Objective.
Write out, word for word, every line from the one containing "the hoodie pocket" through the last line of the records below, both ends included.

Exercise data.
BEGIN
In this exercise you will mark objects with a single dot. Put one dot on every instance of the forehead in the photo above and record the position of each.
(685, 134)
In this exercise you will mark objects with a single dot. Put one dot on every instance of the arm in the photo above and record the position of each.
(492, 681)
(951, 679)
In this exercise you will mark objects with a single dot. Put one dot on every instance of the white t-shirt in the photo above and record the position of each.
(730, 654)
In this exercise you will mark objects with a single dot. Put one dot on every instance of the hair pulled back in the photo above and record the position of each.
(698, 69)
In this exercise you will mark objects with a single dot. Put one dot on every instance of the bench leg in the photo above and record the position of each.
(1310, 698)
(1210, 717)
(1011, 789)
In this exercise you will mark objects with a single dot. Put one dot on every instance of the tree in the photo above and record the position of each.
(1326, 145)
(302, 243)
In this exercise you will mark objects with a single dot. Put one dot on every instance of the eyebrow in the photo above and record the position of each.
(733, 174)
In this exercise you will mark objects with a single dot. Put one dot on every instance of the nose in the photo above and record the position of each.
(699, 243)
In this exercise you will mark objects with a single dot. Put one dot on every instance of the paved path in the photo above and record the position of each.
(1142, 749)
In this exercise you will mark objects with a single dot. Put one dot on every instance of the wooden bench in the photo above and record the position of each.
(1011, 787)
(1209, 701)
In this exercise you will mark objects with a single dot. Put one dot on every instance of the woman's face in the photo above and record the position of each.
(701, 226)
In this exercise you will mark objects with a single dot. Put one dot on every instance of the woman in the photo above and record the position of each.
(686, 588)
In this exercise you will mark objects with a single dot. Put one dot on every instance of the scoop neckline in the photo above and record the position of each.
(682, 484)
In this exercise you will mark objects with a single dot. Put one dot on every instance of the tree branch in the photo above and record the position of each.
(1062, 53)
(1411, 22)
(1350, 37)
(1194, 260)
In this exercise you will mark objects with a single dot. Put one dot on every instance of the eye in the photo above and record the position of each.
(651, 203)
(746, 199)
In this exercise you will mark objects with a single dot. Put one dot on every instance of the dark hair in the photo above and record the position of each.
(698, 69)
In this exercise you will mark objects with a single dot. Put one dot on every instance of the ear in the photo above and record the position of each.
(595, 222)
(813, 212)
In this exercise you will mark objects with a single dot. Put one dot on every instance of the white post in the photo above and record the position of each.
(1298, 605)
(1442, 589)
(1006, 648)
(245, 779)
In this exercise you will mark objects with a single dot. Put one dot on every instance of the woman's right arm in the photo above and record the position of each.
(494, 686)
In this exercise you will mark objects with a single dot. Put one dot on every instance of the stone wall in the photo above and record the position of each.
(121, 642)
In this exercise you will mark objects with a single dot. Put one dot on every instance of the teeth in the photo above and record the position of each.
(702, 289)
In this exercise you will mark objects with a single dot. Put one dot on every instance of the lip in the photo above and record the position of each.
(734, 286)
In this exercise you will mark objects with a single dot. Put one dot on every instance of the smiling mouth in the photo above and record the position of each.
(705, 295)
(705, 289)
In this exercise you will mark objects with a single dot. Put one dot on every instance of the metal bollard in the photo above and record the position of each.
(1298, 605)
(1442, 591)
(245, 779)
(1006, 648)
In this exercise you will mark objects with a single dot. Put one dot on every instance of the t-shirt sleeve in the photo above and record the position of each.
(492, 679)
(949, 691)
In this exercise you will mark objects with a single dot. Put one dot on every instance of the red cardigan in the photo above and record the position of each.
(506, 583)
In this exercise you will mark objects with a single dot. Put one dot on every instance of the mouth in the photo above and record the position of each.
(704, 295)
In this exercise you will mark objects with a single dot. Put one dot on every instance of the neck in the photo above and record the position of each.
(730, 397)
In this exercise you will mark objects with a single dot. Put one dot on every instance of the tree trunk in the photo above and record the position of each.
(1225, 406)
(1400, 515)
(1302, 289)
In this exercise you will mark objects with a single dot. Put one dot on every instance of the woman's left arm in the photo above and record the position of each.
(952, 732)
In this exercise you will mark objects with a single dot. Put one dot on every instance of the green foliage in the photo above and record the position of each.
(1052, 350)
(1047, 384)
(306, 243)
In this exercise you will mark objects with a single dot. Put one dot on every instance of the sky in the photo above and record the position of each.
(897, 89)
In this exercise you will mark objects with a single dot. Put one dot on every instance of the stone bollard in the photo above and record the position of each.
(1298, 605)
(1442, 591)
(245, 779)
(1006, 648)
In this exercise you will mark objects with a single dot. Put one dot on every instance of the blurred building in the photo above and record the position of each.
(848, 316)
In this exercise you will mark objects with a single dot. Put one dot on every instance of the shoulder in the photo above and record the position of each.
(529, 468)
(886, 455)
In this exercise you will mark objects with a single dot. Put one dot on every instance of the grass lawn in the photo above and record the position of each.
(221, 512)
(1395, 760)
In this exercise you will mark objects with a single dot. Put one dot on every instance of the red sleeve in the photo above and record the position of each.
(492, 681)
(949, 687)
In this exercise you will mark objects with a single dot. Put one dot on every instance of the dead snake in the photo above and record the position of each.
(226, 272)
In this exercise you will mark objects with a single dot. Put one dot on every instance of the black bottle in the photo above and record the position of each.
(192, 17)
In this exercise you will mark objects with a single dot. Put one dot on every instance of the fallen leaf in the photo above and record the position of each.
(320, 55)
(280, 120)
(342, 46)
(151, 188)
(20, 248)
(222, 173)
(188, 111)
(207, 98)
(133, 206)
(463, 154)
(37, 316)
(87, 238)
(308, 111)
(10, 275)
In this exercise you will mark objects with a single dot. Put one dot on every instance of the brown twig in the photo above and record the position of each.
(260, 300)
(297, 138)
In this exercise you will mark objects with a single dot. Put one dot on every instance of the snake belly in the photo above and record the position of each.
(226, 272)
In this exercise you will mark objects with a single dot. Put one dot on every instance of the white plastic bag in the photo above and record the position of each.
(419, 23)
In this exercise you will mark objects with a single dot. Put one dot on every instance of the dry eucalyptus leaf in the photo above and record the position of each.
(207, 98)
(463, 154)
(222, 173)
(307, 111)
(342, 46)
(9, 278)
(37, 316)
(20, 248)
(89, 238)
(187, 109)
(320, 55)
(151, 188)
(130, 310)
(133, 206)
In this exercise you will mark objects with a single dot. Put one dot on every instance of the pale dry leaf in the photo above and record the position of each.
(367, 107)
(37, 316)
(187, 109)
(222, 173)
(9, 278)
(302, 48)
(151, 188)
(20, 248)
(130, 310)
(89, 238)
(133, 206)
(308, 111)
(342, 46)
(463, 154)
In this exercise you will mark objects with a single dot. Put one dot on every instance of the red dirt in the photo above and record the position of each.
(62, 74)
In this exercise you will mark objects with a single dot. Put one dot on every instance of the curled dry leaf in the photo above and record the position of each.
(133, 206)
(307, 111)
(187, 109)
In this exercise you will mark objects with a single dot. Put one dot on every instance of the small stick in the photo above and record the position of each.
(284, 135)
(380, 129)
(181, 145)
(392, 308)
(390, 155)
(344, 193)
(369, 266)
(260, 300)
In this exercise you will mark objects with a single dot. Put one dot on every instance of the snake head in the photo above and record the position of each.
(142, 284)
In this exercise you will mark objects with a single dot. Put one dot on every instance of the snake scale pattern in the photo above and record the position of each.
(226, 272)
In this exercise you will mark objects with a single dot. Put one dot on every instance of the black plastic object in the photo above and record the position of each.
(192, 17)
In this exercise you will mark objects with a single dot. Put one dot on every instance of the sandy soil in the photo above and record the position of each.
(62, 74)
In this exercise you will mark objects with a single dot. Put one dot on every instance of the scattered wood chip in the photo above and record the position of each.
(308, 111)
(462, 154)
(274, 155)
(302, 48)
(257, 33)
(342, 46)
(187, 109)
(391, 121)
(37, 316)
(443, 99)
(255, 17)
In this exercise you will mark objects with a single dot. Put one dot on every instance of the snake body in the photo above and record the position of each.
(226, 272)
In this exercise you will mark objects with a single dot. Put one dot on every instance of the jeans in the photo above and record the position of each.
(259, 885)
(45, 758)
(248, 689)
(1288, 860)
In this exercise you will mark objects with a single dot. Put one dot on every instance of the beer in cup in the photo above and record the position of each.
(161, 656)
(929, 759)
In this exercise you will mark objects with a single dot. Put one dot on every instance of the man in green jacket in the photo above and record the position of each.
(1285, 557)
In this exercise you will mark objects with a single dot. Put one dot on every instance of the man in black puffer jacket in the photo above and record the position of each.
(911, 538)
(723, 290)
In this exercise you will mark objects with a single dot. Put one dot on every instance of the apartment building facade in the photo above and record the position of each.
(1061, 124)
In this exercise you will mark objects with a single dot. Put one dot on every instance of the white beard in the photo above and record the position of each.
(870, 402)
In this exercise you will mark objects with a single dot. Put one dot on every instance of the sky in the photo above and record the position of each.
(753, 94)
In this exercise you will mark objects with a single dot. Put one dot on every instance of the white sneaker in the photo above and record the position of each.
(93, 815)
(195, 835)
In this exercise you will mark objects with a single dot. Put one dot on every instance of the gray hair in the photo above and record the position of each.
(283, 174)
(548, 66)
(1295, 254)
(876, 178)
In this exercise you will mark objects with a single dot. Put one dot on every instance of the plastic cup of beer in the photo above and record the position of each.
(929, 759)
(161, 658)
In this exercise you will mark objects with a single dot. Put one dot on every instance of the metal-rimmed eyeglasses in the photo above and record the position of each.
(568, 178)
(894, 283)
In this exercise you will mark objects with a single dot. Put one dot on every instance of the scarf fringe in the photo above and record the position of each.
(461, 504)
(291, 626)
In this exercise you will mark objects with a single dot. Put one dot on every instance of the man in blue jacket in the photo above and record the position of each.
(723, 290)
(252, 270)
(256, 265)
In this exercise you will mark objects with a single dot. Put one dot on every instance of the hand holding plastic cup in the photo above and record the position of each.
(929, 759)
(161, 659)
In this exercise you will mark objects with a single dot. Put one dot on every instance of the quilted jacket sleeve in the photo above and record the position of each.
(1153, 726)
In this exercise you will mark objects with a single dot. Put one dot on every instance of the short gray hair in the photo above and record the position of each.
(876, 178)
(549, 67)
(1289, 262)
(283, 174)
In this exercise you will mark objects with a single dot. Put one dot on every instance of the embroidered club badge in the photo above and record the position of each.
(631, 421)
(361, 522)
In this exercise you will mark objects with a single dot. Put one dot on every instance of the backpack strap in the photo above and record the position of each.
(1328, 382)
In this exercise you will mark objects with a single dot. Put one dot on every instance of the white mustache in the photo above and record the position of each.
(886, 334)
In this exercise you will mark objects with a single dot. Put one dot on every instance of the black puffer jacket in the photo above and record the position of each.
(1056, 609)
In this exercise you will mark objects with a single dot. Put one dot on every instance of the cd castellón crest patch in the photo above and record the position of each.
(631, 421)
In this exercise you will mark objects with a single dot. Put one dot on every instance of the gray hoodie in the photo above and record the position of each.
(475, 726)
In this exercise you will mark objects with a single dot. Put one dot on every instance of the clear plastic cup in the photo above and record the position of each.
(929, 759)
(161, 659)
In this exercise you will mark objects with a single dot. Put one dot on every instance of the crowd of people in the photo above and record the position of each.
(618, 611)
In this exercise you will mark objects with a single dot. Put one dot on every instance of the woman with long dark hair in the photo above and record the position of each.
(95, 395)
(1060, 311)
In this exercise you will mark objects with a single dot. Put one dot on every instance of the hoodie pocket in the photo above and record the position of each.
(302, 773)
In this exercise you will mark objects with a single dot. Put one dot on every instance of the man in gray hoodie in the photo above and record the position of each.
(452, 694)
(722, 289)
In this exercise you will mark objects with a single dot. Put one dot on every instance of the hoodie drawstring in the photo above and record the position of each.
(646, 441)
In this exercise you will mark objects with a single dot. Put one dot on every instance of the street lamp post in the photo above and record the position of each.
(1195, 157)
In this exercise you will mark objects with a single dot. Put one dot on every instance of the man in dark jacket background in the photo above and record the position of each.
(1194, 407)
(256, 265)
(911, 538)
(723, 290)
END
Reply to the exercise.
In this exercise you will mark objects with a single dot. Put one dot on every instance of the hoodie pocket in the photo above and record the position of each.
(302, 773)
In this exercise you will mark objects with a single dot. Put one dot on every instance of the man in gray hoodie in the photo above and record the position of each.
(452, 694)
(722, 289)
In this exercise you will mark objects with a single dot. Put one dot on every instance of the hoodie drawstring in the photo above and record the position of each.
(646, 441)
In this exercise you will mark objects with a single dot. Put one dot on every instance of the street lamp post in the photo above and record the position of each.
(1195, 157)
In this exercise you will mark objects with a single dot. Put one dot on every instance of the man in dark jacket background in the photo above and record the position of each.
(1194, 407)
(256, 265)
(911, 538)
(723, 290)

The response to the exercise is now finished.